# [Goal of the exercise]
The records need to be set down again exactly as they appear.

(Stored data entries)
__________
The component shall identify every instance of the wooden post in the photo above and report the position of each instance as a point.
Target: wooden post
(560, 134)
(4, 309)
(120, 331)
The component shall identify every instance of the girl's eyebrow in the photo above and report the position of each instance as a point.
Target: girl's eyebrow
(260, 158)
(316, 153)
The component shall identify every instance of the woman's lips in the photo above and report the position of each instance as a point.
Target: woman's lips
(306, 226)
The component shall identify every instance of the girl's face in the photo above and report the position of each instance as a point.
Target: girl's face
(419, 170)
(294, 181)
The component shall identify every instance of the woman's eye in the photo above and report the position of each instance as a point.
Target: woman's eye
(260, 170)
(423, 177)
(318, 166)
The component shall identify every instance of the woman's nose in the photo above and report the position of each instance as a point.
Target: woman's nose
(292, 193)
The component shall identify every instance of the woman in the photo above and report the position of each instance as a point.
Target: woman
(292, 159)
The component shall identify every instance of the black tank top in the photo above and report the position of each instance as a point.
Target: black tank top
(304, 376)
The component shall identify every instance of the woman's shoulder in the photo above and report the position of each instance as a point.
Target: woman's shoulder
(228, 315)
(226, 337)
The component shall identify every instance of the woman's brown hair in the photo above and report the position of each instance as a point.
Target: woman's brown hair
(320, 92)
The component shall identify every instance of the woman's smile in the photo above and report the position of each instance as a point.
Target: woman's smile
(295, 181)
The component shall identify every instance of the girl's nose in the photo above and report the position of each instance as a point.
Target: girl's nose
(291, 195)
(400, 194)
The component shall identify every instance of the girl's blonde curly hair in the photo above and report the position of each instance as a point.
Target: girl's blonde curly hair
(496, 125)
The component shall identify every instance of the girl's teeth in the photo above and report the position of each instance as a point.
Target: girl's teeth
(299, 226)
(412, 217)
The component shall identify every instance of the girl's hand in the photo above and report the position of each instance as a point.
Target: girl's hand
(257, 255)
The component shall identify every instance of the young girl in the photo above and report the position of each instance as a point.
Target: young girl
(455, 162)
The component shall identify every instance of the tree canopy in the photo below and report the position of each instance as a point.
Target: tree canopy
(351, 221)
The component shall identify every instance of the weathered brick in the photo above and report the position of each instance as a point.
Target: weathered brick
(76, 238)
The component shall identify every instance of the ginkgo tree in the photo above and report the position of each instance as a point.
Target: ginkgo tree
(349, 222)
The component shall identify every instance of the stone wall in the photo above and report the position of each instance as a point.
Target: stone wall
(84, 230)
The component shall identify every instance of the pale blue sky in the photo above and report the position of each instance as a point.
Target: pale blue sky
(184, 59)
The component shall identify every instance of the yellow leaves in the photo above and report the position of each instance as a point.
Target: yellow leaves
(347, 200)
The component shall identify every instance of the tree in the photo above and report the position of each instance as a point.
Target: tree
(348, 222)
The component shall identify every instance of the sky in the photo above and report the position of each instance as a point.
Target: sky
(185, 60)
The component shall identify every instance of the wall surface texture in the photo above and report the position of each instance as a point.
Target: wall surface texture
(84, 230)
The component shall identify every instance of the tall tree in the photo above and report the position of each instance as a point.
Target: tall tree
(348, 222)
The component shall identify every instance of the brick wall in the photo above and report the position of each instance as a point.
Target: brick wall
__________
# [Answer]
The component shall identify every instance of the wooden post in the photo above and report the position of each instance as a point.
Target: wooden post
(560, 134)
(4, 309)
(120, 331)
The component shall identify every instance of the girl's eyebrow in the photo above and report the position of each instance as a point.
Target: girl's eyebrow
(260, 158)
(316, 153)
The component shall identify every instance of the woman's lips in the photo above and report the position of each instance as a point.
Target: woman's lips
(306, 226)
The component shall identify every instance of the girl's face in the photo above and report the position of each instance as a point.
Target: girl's face
(419, 170)
(294, 181)
The component shall identify every instance of the woman's eye in the photo above and report the position of each instance as a point.
Target: woman's eye
(260, 170)
(423, 177)
(318, 166)
The component shall identify every instance of the woman's nose in the photo above and report the position of each instance as a point.
Target: woman's nose
(292, 193)
The component shall identify every instance of the woman in the photo above and report the position of each instance as a point.
Target: woman
(292, 159)
The component shall identify every instance of the black tank top in the photo above and report the position of each instance as a point.
Target: black tank top
(304, 376)
The component shall identify every instance of the woman's shoulder in the photo above and report the position of each instance as a point.
Target: woman's shoulder
(228, 315)
(226, 337)
The component shall identify every instance of the woman's brown hair in the photo above and report the position of each instance as a point.
Target: woman's brown hair
(320, 92)
The component shall identify every instance of the woman's smile in the photo above and report the position of each instance as a point.
Target: woman's smile
(295, 181)
The component shall identify every instance of the girl's nose in the photo above and report the position of each instance as a point.
Target: girl's nose
(291, 195)
(400, 194)
The component shall identify every instance of the girl's blonde curly hair in the photo above and report the position of each instance as a point.
Target: girl's blonde curly hair
(496, 125)
The component shall identify every instance of the girl's teeth in the photo above and report the position of each instance as a point.
Target: girl's teeth
(299, 226)
(412, 217)
The component shall identify every instance of the girl's hand in the photo above and report the position of each instance as a point.
Target: girl's hand
(257, 255)
The component shall identify every instance of the young girl in the photo above and report the position of each instance as a point.
Target: young girl
(455, 162)
The component shall identify every instance of the tree canopy in the photo below and report the position of each instance as a point.
Target: tree canopy
(351, 221)
The component shall identify every instance of the weathered brick in the photo above and report the position of each instance as a point.
Target: weathered brick
(76, 238)
The component shall identify every instance of the ginkgo tree in the photo above and report the position of each instance as a point.
Target: ginkgo tree
(349, 222)
The component shall identify every instance of the stone wall in the photo above and report the position of each instance as a point.
Target: stone wall
(84, 230)
The component shall identify every instance of the pale blue sky in the photo above and report the position of each instance as a point.
Target: pale blue sky
(184, 59)
The component shall identify every instance of the yellow leaves in the photo above and report the position of each instance as a point.
Target: yellow leaves
(347, 200)
The component shall identify every instance of the tree in the photo above and report the position of each instance as a point.
Target: tree
(348, 222)
The component shall identify every instance of the sky in the photo above and report the position of each instance as a point.
Target: sky
(185, 60)
The component shall identify every instance of the wall surface texture in the photo above and report the position of each instance as a point.
Target: wall surface texture
(84, 230)
The component shall identify every instance of the tall tree in the photo above and report the position of each instance as a point.
Target: tall tree
(348, 222)
The component shall identify every instance of the brick wall in the photo above and report the position of each instance as a point.
Target: brick wall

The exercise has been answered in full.